● **WHAT YOU HAVE TO DO**
Transcribe the part of the post on §363 sales that begins at "H2H: Baird's Second" and ends after "Lynn cares about.".

H2H: Baird's Second Post

Lynn is quick to ride an old hobby-horse. No one doubts that corruption brings with it massive inefficiency, but Lynn’s leap from his data to corruption is far from compelled. It is one inference from the data, but not the only or even the most plausible one. Lynn assumes that there is a treatment effect—putting a company up for §363 sale will lead to lower returns than if the company is reorganized. But the results could equally well be the result of a selection effect—the bad firms are the ones that get sold. Lynn’s data do not reject this story, and he offers no method for choosing between competing interpretations. And it matters. A dramatic change in §363 practice along the lines he suggests, far from improving Chapter 11 practice, may make it worse—exactly along the dimensions Lynn cares about.

The idea I suggested in my first post that case-placers could gain capture the value of the firm by reorganizing it instead of selling it is far from academic fantasy. It’s a well-known dynamic in modern reorganizations. A senior creditor who controls the process may be able to advance a plan of reorganization that both low balls the value of the firm and reserves to itself the lion’s share of the reorganized company’s equity. And existing managers are only too happy to see their options reset at an artificially low valuation. One of the benefits of promoting a robust market for going-concern sales is that it curbs exactly this sort of abuse. In Adelphia, for example, the junior parties pressed for a sale, precisely because it was a way of keeping the case-placers in line. The possibility of selling in the market (whether the sale actually happens or not) puts discipline on the reorganization process.

Extra vigilance with respect to some types of sales (such as when the dip lender is also the buyer) is important, of course. Bob and I wrote at length about why having the dip lender as a buyer is especially troublesome several years ago, and we were hardly the first. But we should be aware of what we lose by condemning a practice merely because one interpretation of the data suggests it is bad. If a firm is up for sale while in Chapter 11, the ability to game the reorganization process is reduced. Dramatically curtailing §363 sales removes this check and may aggravate the ills that Lynn worries about most.

● **GIVEN DATA**
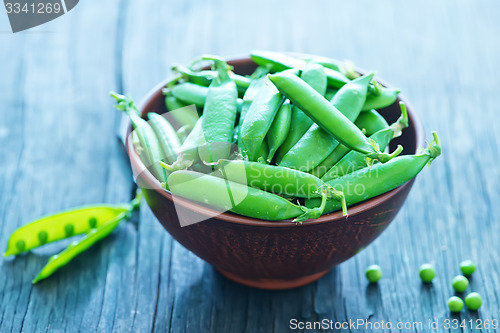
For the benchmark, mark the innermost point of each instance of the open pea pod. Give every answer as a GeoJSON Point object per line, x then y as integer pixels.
{"type": "Point", "coordinates": [74, 248]}
{"type": "Point", "coordinates": [60, 226]}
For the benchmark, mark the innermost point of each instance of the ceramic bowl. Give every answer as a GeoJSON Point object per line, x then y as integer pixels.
{"type": "Point", "coordinates": [276, 254]}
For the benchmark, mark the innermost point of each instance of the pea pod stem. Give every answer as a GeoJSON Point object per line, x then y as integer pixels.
{"type": "Point", "coordinates": [314, 75]}
{"type": "Point", "coordinates": [146, 136]}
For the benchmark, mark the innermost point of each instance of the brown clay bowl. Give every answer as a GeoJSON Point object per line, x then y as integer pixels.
{"type": "Point", "coordinates": [281, 254]}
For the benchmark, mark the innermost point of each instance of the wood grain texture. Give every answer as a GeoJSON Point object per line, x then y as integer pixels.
{"type": "Point", "coordinates": [58, 151]}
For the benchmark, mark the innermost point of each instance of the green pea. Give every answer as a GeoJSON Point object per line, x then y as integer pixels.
{"type": "Point", "coordinates": [460, 283]}
{"type": "Point", "coordinates": [455, 304]}
{"type": "Point", "coordinates": [473, 301]}
{"type": "Point", "coordinates": [467, 267]}
{"type": "Point", "coordinates": [427, 273]}
{"type": "Point", "coordinates": [373, 273]}
{"type": "Point", "coordinates": [92, 222]}
{"type": "Point", "coordinates": [69, 230]}
{"type": "Point", "coordinates": [43, 237]}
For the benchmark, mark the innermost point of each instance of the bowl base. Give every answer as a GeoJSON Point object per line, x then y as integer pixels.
{"type": "Point", "coordinates": [273, 284]}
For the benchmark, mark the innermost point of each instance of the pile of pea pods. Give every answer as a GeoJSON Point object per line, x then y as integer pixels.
{"type": "Point", "coordinates": [296, 139]}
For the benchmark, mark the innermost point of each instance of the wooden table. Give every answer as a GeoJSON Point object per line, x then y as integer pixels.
{"type": "Point", "coordinates": [58, 150]}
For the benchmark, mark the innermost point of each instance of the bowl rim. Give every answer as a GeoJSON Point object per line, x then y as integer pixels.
{"type": "Point", "coordinates": [333, 217]}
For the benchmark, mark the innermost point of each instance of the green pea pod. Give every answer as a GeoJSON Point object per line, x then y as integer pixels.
{"type": "Point", "coordinates": [183, 132]}
{"type": "Point", "coordinates": [334, 64]}
{"type": "Point", "coordinates": [201, 78]}
{"type": "Point", "coordinates": [204, 78]}
{"type": "Point", "coordinates": [151, 154]}
{"type": "Point", "coordinates": [248, 98]}
{"type": "Point", "coordinates": [371, 122]}
{"type": "Point", "coordinates": [93, 236]}
{"type": "Point", "coordinates": [330, 93]}
{"type": "Point", "coordinates": [378, 101]}
{"type": "Point", "coordinates": [167, 136]}
{"type": "Point", "coordinates": [188, 152]}
{"type": "Point", "coordinates": [263, 153]}
{"type": "Point", "coordinates": [60, 226]}
{"type": "Point", "coordinates": [326, 115]}
{"type": "Point", "coordinates": [354, 161]}
{"type": "Point", "coordinates": [279, 129]}
{"type": "Point", "coordinates": [259, 118]}
{"type": "Point", "coordinates": [189, 93]}
{"type": "Point", "coordinates": [317, 144]}
{"type": "Point", "coordinates": [225, 195]}
{"type": "Point", "coordinates": [335, 156]}
{"type": "Point", "coordinates": [315, 76]}
{"type": "Point", "coordinates": [219, 115]}
{"type": "Point", "coordinates": [278, 62]}
{"type": "Point", "coordinates": [340, 151]}
{"type": "Point", "coordinates": [278, 180]}
{"type": "Point", "coordinates": [367, 183]}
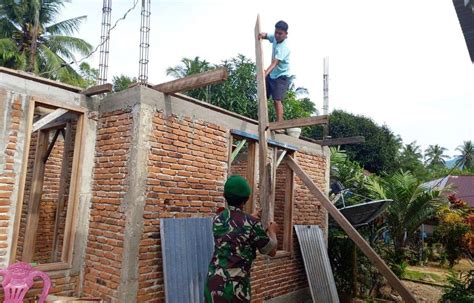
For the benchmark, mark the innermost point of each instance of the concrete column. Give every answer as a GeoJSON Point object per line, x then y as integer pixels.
{"type": "Point", "coordinates": [134, 202]}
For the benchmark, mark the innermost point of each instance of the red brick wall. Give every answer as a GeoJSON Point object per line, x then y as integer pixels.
{"type": "Point", "coordinates": [47, 209]}
{"type": "Point", "coordinates": [279, 209]}
{"type": "Point", "coordinates": [107, 219]}
{"type": "Point", "coordinates": [186, 170]}
{"type": "Point", "coordinates": [63, 283]}
{"type": "Point", "coordinates": [7, 172]}
{"type": "Point", "coordinates": [239, 166]}
{"type": "Point", "coordinates": [285, 274]}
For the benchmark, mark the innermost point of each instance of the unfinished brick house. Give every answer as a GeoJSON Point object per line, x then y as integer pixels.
{"type": "Point", "coordinates": [82, 195]}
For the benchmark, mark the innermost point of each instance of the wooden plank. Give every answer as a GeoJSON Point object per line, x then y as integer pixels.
{"type": "Point", "coordinates": [51, 145]}
{"type": "Point", "coordinates": [194, 81]}
{"type": "Point", "coordinates": [97, 89]}
{"type": "Point", "coordinates": [56, 104]}
{"type": "Point", "coordinates": [288, 211]}
{"type": "Point", "coordinates": [237, 150]}
{"type": "Point", "coordinates": [299, 122]}
{"type": "Point", "coordinates": [21, 189]}
{"type": "Point", "coordinates": [263, 163]}
{"type": "Point", "coordinates": [73, 197]}
{"type": "Point", "coordinates": [340, 141]}
{"type": "Point", "coordinates": [54, 125]}
{"type": "Point", "coordinates": [62, 189]}
{"type": "Point", "coordinates": [280, 158]}
{"type": "Point", "coordinates": [252, 168]}
{"type": "Point", "coordinates": [48, 118]}
{"type": "Point", "coordinates": [35, 197]}
{"type": "Point", "coordinates": [351, 232]}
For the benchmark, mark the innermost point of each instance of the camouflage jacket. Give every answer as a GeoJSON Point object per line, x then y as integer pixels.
{"type": "Point", "coordinates": [237, 236]}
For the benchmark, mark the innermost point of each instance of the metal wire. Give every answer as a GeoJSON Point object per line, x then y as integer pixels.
{"type": "Point", "coordinates": [105, 41]}
{"type": "Point", "coordinates": [144, 42]}
{"type": "Point", "coordinates": [97, 47]}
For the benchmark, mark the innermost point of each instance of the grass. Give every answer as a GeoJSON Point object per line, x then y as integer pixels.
{"type": "Point", "coordinates": [423, 276]}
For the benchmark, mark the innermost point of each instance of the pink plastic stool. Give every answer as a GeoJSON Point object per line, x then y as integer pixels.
{"type": "Point", "coordinates": [18, 279]}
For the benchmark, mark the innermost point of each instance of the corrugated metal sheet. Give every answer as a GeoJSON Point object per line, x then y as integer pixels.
{"type": "Point", "coordinates": [316, 263]}
{"type": "Point", "coordinates": [187, 246]}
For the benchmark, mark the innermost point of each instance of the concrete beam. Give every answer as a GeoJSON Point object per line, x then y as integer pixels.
{"type": "Point", "coordinates": [191, 82]}
{"type": "Point", "coordinates": [134, 201]}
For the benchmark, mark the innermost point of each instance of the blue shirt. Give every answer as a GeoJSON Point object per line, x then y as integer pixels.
{"type": "Point", "coordinates": [281, 52]}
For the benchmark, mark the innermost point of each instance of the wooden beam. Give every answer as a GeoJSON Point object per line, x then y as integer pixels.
{"type": "Point", "coordinates": [252, 168]}
{"type": "Point", "coordinates": [237, 149]}
{"type": "Point", "coordinates": [299, 122]}
{"type": "Point", "coordinates": [97, 89]}
{"type": "Point", "coordinates": [351, 232]}
{"type": "Point", "coordinates": [51, 145]}
{"type": "Point", "coordinates": [36, 192]}
{"type": "Point", "coordinates": [340, 141]}
{"type": "Point", "coordinates": [54, 125]}
{"type": "Point", "coordinates": [62, 189]}
{"type": "Point", "coordinates": [48, 118]}
{"type": "Point", "coordinates": [280, 158]}
{"type": "Point", "coordinates": [263, 163]}
{"type": "Point", "coordinates": [194, 81]}
{"type": "Point", "coordinates": [21, 190]}
{"type": "Point", "coordinates": [288, 211]}
{"type": "Point", "coordinates": [73, 196]}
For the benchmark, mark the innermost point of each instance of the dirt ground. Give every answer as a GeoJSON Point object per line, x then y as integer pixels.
{"type": "Point", "coordinates": [423, 292]}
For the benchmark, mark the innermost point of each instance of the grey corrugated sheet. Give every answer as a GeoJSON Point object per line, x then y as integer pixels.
{"type": "Point", "coordinates": [187, 246]}
{"type": "Point", "coordinates": [316, 263]}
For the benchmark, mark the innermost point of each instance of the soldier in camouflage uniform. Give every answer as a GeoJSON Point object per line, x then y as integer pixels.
{"type": "Point", "coordinates": [237, 236]}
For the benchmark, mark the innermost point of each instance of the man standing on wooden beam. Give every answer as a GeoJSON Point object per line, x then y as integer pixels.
{"type": "Point", "coordinates": [277, 75]}
{"type": "Point", "coordinates": [237, 237]}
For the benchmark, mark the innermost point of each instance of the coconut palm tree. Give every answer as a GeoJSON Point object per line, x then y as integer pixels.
{"type": "Point", "coordinates": [31, 39]}
{"type": "Point", "coordinates": [434, 155]}
{"type": "Point", "coordinates": [466, 156]}
{"type": "Point", "coordinates": [412, 205]}
{"type": "Point", "coordinates": [188, 67]}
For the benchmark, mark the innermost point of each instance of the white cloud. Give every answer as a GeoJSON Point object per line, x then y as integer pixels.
{"type": "Point", "coordinates": [402, 63]}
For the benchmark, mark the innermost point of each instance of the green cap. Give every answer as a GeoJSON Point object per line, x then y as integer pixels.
{"type": "Point", "coordinates": [236, 187]}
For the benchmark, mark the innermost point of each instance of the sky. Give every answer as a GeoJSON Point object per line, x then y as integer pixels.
{"type": "Point", "coordinates": [402, 63]}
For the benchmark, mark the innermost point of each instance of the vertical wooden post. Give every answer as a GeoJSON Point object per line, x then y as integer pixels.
{"type": "Point", "coordinates": [62, 189]}
{"type": "Point", "coordinates": [288, 211]}
{"type": "Point", "coordinates": [263, 163]}
{"type": "Point", "coordinates": [251, 205]}
{"type": "Point", "coordinates": [36, 192]}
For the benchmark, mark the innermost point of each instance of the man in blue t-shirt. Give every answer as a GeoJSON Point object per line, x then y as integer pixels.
{"type": "Point", "coordinates": [277, 75]}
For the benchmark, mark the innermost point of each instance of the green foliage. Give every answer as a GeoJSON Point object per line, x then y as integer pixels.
{"type": "Point", "coordinates": [412, 205]}
{"type": "Point", "coordinates": [189, 67]}
{"type": "Point", "coordinates": [411, 160]}
{"type": "Point", "coordinates": [88, 75]}
{"type": "Point", "coordinates": [379, 152]}
{"type": "Point", "coordinates": [122, 82]}
{"type": "Point", "coordinates": [460, 290]}
{"type": "Point", "coordinates": [434, 155]}
{"type": "Point", "coordinates": [239, 92]}
{"type": "Point", "coordinates": [350, 174]}
{"type": "Point", "coordinates": [452, 232]}
{"type": "Point", "coordinates": [466, 156]}
{"type": "Point", "coordinates": [54, 46]}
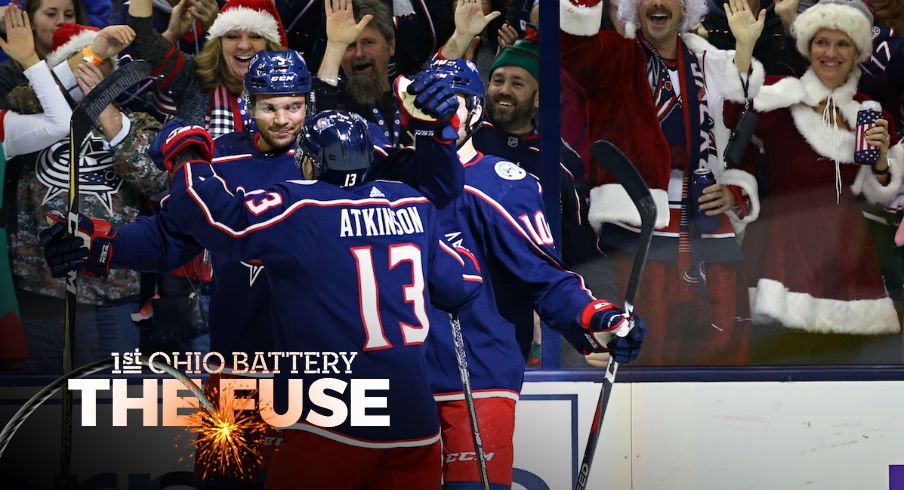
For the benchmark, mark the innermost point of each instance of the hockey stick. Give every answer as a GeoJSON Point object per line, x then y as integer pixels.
{"type": "Point", "coordinates": [83, 117]}
{"type": "Point", "coordinates": [462, 359]}
{"type": "Point", "coordinates": [624, 171]}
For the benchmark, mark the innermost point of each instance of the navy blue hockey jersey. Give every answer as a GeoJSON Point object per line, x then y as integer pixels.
{"type": "Point", "coordinates": [239, 318]}
{"type": "Point", "coordinates": [579, 241]}
{"type": "Point", "coordinates": [349, 270]}
{"type": "Point", "coordinates": [499, 217]}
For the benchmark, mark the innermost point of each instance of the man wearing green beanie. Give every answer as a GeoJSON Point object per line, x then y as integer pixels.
{"type": "Point", "coordinates": [513, 92]}
{"type": "Point", "coordinates": [511, 132]}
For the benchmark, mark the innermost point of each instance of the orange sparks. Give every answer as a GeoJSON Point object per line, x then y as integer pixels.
{"type": "Point", "coordinates": [227, 443]}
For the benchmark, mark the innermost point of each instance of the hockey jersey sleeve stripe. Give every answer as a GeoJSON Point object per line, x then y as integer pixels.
{"type": "Point", "coordinates": [231, 158]}
{"type": "Point", "coordinates": [451, 252]}
{"type": "Point", "coordinates": [353, 441]}
{"type": "Point", "coordinates": [488, 393]}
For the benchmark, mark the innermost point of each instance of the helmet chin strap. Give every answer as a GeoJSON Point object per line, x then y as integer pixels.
{"type": "Point", "coordinates": [468, 132]}
{"type": "Point", "coordinates": [467, 124]}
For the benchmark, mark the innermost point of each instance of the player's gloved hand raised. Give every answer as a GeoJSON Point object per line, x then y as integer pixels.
{"type": "Point", "coordinates": [175, 137]}
{"type": "Point", "coordinates": [90, 250]}
{"type": "Point", "coordinates": [610, 327]}
{"type": "Point", "coordinates": [427, 106]}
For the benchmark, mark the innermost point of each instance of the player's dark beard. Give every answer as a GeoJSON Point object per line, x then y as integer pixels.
{"type": "Point", "coordinates": [274, 146]}
{"type": "Point", "coordinates": [518, 115]}
{"type": "Point", "coordinates": [366, 89]}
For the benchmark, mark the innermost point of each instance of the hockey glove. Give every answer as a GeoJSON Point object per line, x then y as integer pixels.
{"type": "Point", "coordinates": [89, 251]}
{"type": "Point", "coordinates": [606, 324]}
{"type": "Point", "coordinates": [427, 106]}
{"type": "Point", "coordinates": [175, 137]}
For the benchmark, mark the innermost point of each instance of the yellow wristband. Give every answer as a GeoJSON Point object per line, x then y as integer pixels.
{"type": "Point", "coordinates": [89, 57]}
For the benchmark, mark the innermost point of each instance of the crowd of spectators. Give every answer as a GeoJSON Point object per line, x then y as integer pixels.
{"type": "Point", "coordinates": [804, 240]}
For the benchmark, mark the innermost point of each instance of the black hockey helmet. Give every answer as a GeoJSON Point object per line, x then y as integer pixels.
{"type": "Point", "coordinates": [338, 145]}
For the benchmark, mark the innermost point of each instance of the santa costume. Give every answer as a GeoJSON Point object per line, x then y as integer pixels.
{"type": "Point", "coordinates": [700, 306]}
{"type": "Point", "coordinates": [810, 253]}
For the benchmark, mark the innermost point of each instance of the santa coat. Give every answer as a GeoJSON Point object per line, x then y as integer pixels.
{"type": "Point", "coordinates": [689, 324]}
{"type": "Point", "coordinates": [810, 251]}
{"type": "Point", "coordinates": [612, 71]}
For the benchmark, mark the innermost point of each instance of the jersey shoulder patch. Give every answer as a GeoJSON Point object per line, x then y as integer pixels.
{"type": "Point", "coordinates": [509, 171]}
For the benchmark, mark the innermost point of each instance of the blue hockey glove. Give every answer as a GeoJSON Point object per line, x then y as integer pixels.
{"type": "Point", "coordinates": [427, 106]}
{"type": "Point", "coordinates": [175, 137]}
{"type": "Point", "coordinates": [89, 251]}
{"type": "Point", "coordinates": [606, 324]}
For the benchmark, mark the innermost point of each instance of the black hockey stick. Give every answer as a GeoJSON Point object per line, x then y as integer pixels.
{"type": "Point", "coordinates": [624, 171]}
{"type": "Point", "coordinates": [462, 359]}
{"type": "Point", "coordinates": [83, 117]}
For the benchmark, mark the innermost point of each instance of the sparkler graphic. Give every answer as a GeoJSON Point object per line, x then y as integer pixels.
{"type": "Point", "coordinates": [227, 440]}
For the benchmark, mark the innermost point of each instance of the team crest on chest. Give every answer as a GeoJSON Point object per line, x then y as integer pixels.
{"type": "Point", "coordinates": [254, 270]}
{"type": "Point", "coordinates": [509, 171]}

● **YOUR SOLUTION**
H2H: Baird's Second Post

Lynn is quick to ride an old hobby-horse. No one doubts that corruption brings with it massive inefficiency, but Lynn’s leap from his data to corruption is far from compelled. It is one inference from the data, but not the only or even the most plausible one. Lynn assumes that there is a treatment effect—putting a company up for §363 sale will lead to lower returns than if the company is reorganized. But the results could equally well be the result of a selection effect—the bad firms are the ones that get sold. Lynn’s data do not reject this story, and he offers no method for choosing between competing interpretations. And it matters. A dramatic change in §363 practice along the lines he suggests, far from improving Chapter 11 practice, may make it worse—exactly along the dimensions Lynn cares about.